__EXERCISE REQUIREMENTS__
Beginning with the first line of the data below, reproduce every line unchanged, ending with the line that holds "Category: snow on ground".

*** Opening DATA EXCERPTS ***

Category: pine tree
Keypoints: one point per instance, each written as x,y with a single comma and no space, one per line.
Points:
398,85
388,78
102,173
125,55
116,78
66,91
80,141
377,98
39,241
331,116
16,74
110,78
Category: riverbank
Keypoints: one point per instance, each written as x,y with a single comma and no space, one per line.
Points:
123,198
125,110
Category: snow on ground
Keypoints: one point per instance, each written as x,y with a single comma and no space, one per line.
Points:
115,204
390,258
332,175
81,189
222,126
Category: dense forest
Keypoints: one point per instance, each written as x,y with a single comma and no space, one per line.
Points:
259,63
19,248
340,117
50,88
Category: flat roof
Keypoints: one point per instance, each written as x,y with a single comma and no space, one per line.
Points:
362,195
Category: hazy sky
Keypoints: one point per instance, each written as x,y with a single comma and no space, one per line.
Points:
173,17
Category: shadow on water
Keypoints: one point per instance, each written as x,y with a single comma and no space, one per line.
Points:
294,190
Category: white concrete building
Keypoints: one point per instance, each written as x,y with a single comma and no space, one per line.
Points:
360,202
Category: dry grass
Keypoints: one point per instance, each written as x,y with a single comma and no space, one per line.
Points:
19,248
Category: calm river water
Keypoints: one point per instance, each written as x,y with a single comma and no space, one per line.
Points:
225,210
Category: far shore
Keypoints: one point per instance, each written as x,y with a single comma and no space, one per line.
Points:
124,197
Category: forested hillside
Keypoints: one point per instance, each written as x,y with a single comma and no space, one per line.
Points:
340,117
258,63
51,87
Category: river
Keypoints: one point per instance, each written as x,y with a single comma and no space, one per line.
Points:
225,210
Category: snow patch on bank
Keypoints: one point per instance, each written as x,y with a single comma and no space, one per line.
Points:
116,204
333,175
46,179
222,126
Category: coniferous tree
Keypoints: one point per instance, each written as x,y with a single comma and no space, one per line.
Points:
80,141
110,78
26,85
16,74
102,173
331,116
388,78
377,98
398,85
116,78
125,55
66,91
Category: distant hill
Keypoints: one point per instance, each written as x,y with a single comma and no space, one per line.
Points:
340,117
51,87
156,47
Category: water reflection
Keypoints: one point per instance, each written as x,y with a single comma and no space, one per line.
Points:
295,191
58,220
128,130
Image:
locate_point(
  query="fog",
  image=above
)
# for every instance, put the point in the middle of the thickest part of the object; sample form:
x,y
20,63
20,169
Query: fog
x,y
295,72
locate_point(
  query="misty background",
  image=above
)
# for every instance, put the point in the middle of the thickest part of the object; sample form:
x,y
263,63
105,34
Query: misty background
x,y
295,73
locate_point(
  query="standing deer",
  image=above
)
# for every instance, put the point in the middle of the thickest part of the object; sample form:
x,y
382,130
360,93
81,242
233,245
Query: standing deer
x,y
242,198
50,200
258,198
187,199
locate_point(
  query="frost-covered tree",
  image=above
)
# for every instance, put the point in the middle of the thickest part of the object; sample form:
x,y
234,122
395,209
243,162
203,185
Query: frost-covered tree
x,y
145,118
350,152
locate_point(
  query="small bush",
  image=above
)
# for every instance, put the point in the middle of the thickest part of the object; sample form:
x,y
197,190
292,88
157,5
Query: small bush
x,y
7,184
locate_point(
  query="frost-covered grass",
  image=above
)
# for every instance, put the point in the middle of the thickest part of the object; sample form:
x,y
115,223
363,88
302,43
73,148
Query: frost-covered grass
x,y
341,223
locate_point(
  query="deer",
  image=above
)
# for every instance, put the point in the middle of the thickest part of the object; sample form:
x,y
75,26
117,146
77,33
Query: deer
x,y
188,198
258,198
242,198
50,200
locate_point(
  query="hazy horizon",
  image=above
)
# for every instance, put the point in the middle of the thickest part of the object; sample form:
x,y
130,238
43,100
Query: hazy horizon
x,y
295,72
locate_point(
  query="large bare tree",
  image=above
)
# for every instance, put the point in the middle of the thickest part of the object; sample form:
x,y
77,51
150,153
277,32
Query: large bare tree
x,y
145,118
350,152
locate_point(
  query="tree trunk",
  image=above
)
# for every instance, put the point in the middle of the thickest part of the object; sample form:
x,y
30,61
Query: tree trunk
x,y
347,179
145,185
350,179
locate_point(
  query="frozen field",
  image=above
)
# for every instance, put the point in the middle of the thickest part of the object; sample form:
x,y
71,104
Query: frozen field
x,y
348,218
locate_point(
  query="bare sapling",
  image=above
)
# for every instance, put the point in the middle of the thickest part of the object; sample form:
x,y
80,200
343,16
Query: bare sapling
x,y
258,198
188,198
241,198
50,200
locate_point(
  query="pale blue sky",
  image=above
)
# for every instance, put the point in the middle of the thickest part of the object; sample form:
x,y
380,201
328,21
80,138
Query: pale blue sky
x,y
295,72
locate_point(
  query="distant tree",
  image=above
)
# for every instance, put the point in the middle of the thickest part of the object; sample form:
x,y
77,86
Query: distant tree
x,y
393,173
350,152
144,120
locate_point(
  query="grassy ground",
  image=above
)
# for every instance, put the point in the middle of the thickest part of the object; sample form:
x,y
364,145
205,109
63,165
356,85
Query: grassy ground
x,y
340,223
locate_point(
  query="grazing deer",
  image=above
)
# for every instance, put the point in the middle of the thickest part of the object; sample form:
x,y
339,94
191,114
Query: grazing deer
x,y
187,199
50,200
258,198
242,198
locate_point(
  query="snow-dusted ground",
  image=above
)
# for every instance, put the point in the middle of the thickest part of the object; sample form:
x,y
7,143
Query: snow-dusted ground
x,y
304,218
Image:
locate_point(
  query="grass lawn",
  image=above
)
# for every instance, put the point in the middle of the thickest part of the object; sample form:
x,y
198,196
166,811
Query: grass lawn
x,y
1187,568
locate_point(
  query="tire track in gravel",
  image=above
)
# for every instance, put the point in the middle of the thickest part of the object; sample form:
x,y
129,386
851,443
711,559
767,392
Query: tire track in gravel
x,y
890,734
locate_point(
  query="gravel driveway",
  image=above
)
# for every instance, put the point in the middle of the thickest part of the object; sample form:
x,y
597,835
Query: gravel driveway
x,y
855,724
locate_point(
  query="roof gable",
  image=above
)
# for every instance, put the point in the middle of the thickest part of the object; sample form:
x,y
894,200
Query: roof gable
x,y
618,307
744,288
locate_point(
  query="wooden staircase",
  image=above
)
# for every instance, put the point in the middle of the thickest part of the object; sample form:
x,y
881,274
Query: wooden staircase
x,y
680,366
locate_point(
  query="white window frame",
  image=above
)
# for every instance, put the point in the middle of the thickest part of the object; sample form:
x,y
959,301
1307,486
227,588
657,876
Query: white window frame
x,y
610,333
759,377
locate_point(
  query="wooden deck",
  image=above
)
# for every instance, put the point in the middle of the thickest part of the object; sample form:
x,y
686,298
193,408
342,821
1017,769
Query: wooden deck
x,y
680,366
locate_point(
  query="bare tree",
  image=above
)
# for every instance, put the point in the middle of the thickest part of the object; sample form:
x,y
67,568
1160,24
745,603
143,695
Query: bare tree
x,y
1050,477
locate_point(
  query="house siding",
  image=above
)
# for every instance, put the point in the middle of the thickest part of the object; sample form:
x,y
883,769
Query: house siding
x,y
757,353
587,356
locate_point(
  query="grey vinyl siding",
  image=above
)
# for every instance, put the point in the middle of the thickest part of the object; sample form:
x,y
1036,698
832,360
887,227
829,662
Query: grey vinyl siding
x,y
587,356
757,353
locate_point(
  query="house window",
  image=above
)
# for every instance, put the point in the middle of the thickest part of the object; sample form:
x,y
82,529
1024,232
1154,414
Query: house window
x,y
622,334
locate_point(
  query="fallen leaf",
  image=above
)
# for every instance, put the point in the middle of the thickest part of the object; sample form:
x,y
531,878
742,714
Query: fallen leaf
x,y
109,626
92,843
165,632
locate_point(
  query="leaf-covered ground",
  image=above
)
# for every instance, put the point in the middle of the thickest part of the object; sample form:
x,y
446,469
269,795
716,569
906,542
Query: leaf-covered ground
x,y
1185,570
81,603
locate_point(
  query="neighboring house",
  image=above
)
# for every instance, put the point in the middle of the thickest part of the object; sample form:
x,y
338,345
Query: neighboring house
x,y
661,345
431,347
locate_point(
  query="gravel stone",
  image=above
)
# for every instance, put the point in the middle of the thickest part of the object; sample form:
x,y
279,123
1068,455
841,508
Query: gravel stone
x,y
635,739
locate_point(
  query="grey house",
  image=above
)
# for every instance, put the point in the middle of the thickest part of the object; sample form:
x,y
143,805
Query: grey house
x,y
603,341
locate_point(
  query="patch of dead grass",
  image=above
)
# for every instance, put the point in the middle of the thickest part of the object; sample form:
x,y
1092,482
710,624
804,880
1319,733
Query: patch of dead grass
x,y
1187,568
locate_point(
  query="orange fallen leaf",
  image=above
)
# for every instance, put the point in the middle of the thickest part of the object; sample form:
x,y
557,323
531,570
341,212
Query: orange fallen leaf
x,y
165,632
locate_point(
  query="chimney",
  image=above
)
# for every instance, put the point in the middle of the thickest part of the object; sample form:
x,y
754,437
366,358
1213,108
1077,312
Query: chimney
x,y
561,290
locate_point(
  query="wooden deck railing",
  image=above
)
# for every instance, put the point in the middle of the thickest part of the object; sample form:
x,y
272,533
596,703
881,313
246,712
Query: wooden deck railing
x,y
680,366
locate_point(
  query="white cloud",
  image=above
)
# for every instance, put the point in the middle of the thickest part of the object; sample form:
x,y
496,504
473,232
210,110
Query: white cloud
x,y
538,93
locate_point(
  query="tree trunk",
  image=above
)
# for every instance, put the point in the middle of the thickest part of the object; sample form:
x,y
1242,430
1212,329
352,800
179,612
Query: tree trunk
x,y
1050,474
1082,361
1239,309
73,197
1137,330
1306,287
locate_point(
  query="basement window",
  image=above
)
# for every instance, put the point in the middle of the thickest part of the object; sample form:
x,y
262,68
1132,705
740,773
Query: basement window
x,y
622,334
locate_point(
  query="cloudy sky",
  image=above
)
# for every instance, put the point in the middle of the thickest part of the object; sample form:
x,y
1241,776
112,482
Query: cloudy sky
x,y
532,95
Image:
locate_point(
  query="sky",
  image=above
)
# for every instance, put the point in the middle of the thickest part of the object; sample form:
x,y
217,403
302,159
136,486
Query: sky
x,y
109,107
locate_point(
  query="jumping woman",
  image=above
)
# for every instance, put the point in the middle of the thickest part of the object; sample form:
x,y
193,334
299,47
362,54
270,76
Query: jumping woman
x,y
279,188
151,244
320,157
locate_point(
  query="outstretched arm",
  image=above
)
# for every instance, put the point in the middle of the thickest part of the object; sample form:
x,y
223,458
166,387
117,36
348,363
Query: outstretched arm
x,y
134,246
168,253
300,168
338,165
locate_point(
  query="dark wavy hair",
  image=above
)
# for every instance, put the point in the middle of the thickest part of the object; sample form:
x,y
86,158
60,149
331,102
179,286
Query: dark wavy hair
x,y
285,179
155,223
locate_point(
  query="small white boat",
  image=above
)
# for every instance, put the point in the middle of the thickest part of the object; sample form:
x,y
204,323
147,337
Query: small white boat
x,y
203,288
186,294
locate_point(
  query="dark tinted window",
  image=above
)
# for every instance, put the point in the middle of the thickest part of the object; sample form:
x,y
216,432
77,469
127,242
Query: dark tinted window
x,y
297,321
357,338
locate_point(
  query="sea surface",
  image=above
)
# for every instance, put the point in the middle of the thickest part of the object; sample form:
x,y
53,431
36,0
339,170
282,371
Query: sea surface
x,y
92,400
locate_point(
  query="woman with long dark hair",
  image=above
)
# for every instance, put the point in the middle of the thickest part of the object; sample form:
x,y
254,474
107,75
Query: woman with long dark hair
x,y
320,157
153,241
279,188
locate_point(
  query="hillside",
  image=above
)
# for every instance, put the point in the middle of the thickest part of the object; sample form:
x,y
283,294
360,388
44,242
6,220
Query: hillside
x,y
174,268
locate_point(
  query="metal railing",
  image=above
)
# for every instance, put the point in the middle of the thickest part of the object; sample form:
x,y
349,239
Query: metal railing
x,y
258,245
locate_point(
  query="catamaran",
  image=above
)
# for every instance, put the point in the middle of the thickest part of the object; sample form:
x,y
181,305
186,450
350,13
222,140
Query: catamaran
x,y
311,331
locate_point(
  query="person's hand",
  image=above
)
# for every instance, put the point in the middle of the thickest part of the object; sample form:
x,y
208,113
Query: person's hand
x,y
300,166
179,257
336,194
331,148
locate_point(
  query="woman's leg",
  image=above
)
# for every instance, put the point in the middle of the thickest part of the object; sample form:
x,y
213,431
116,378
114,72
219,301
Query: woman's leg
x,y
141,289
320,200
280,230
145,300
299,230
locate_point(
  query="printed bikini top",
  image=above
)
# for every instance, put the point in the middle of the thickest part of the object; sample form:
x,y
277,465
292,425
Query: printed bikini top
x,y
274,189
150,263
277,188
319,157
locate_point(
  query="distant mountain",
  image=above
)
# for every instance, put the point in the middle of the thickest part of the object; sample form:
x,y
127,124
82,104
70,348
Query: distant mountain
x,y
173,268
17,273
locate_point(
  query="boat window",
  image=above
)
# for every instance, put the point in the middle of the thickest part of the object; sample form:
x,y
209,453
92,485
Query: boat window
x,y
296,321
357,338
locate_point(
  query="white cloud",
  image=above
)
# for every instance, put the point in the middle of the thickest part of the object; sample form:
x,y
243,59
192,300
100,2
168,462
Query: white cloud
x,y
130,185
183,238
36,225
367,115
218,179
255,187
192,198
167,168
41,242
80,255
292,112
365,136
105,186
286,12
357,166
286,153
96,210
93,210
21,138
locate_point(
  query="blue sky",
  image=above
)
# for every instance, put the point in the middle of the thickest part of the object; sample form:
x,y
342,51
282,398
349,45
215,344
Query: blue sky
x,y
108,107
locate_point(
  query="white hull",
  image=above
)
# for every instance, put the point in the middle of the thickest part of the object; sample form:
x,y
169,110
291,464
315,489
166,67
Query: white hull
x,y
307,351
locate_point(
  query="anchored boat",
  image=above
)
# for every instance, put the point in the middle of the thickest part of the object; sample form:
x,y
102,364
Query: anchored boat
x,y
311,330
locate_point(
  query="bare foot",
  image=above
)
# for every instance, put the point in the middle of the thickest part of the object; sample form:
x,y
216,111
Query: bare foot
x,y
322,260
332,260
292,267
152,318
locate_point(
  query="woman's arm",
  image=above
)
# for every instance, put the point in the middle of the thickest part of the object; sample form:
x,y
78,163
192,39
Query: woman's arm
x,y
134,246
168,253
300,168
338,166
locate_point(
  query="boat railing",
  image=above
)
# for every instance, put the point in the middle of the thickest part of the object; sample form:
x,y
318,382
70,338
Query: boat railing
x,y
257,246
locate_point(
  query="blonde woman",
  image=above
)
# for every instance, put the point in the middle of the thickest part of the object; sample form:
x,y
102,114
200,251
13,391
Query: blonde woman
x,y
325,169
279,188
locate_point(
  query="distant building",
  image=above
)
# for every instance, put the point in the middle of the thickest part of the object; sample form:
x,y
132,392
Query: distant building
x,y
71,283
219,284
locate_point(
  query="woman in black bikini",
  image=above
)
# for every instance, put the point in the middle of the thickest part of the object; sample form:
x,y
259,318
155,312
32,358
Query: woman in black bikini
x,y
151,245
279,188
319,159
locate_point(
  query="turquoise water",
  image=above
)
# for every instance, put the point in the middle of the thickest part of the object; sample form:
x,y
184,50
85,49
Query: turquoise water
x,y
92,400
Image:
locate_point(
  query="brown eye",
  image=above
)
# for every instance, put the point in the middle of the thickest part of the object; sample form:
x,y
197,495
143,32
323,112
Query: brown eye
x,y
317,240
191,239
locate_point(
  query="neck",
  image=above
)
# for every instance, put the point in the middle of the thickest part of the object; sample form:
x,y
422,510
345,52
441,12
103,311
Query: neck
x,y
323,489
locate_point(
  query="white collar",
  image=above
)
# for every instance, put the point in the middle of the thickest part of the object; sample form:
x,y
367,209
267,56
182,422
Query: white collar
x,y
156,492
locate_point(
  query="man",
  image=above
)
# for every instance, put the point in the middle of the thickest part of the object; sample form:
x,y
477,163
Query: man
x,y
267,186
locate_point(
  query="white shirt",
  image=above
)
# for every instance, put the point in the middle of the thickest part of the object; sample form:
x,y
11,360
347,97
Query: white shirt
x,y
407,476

*** Closing DATA EXCERPTS ***

__YOUR SOLUTION__
Category: pine tree
Keypoints: one point per instance, each written as x,y with a single comma and no space, one per line.
Points:
398,85
388,78
102,173
125,55
116,78
66,91
80,141
377,98
39,241
331,116
16,74
110,78
Category: riverbank
Keypoints: one point per instance, each written as x,y with a single comma and no space, one per line.
Points:
123,198
125,110
Category: snow on ground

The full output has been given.